### Instructions for the task:
Quote the article below about filmmaker Rob Stewart in full, word for word.

### Passage shown:
■ ■ ■
TIFF dreams come true for documentary filmmaker

By Dennis Hanagan –

Filmmaker and Downtown west resident Rob Stewart has come a long way from catching fish and frogs as a boy in Toronto to filming sharks in the Galapagos Islands and running from machine gun fire near Costa Rica.

“Ever since I was a kid I knew whatever I was going to do would have to deal with nature and wildlife and animals in the ocean,” says Stewart, director of Sharkwater and Revolution, two 90-minute documentaries about sharks featured this year at the Toronto International Film Festival.

The award-winning biologist, conservationist, photographer, author and scuba diver spent four years making each one. Sharkwater was made from aboard Sea Shepherd, well-known for its high seas adventures saving marine life.

“They’re not primitive,” Stewart says of sharks. “They’re not vicious, they’re not eating machines, they’re not monsters. They’re highly sophisticated animals.” He wants people to understand their importance to ocean life and ultimately to humans.

“They’re very much a framework for life in the ocean,” is his message to humans who ask why preserve them. “By removing the framework you cause eco system collapse. We know from studying the removal of predators in any eco system the consequences are far greater than we think.”
■ ■ ■
(Saved entries)
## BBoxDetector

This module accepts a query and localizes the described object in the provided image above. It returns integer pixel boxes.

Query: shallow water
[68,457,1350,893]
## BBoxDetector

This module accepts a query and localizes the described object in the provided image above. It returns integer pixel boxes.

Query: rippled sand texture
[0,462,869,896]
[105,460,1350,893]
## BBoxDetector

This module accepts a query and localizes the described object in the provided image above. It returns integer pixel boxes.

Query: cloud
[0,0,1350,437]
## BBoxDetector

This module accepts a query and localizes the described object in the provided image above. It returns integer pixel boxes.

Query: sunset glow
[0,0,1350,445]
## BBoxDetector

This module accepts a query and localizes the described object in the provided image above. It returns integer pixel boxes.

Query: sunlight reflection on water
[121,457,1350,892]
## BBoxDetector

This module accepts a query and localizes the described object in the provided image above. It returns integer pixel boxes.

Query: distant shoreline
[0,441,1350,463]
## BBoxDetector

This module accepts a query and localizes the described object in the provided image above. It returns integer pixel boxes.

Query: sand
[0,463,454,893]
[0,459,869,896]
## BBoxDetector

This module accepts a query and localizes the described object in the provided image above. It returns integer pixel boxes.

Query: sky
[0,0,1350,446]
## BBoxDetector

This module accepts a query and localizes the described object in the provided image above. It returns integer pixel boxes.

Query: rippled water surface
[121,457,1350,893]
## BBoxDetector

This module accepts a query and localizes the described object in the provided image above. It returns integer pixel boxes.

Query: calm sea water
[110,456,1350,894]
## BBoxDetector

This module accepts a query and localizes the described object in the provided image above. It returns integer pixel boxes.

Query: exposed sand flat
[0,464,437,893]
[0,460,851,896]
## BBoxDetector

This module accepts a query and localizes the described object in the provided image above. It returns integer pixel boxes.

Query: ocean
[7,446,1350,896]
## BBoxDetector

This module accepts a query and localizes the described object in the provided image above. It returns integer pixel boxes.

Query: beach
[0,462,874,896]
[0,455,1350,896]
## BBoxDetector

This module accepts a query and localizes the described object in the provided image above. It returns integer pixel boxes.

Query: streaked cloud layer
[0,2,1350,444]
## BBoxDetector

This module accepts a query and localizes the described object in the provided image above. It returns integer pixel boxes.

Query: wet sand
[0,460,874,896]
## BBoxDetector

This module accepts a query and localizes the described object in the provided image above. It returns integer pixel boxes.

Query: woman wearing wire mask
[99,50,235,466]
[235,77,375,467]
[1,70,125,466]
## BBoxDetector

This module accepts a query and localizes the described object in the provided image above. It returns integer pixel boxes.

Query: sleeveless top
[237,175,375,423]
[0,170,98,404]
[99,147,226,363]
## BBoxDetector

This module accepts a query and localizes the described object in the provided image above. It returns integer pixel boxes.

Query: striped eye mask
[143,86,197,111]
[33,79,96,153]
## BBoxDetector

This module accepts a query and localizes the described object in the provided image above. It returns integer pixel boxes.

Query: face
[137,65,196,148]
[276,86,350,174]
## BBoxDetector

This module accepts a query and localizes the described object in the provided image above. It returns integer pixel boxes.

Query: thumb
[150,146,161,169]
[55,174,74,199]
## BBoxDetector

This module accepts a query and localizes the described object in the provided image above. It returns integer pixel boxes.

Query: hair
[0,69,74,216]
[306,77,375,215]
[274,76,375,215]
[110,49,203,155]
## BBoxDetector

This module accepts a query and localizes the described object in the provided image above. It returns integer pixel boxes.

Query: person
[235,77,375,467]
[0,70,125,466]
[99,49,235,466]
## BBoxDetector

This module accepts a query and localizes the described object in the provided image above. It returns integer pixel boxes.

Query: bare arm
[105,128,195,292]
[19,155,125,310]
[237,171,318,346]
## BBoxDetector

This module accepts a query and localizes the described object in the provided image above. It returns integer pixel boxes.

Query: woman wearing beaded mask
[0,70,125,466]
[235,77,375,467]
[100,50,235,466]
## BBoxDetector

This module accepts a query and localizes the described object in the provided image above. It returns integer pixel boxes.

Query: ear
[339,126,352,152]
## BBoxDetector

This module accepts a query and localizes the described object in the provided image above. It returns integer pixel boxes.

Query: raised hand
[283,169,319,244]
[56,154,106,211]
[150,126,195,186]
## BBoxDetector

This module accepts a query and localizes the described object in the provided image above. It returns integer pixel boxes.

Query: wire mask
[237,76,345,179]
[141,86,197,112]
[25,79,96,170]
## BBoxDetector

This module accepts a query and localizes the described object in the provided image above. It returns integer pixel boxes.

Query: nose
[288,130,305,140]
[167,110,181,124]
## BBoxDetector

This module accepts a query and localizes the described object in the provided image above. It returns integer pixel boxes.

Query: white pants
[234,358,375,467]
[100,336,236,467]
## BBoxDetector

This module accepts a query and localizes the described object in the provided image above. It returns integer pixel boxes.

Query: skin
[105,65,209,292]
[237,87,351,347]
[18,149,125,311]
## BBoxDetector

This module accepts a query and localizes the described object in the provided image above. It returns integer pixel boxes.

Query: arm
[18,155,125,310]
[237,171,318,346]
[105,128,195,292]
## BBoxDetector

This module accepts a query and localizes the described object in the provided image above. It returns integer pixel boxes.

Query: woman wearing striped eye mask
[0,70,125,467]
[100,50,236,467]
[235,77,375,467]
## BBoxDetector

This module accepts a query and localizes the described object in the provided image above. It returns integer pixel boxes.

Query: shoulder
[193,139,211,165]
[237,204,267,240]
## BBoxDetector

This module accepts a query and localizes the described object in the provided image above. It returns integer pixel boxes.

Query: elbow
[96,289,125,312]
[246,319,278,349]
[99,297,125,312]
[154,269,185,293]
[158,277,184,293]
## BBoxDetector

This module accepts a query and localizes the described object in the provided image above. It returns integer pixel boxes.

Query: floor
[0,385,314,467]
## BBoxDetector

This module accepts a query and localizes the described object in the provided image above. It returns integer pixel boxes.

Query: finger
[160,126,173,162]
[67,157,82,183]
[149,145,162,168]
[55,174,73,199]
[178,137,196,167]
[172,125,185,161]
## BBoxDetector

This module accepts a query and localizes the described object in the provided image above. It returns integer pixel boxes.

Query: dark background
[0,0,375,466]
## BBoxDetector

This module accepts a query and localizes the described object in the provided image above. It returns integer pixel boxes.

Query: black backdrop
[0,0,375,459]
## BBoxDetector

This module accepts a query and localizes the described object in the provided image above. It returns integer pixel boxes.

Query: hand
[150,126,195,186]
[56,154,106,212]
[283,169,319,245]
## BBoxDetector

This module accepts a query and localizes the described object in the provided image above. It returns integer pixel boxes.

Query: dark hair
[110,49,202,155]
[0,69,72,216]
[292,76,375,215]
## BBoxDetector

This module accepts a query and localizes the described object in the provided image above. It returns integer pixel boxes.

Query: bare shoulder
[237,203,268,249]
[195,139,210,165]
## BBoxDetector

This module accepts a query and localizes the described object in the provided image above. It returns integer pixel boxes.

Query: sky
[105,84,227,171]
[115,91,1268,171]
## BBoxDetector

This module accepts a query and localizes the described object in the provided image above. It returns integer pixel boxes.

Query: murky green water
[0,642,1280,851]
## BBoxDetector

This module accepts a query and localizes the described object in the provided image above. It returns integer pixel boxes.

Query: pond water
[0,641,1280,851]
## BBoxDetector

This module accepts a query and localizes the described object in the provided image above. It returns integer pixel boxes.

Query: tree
■ ■ ■
### Response below:
TIFF dreams come true for documentary filmmaker

By Dennis Hanagan –

Filmmaker and Downtown west resident Rob Stewart has come a long way from catching fish and frogs as a boy in Toronto to filming sharks in the Galapagos Islands and running from machine gun fire near Costa Rica.

“Ever since I was a kid I knew whatever I was going to do would have to deal with nature and wildlife and animals in the ocean,” says Stewart, director of Sharkwater and Revolution, two 90-minute documentaries about sharks featured this year at the Toronto International Film Festival.

The award-winning biologist, conservationist, photographer, author and scuba diver spent four years making each one. Sharkwater was made from aboard Sea Shepherd, well-known for its high seas adventures saving marine life.

“They’re not primitive,” Stewart says of sharks. “They’re not vicious, they’re not eating machines, they’re not monsters. They’re highly sophisticated animals.” He wants people to understand their importance to ocean life and ultimately to humans.

“They’re very much a framework for life in the ocean,” is his message to humans who ask why preserve them. “By removing the framework you cause eco system collapse. We know from studying the removal of predators in any eco system the consequences are far greater than we think.”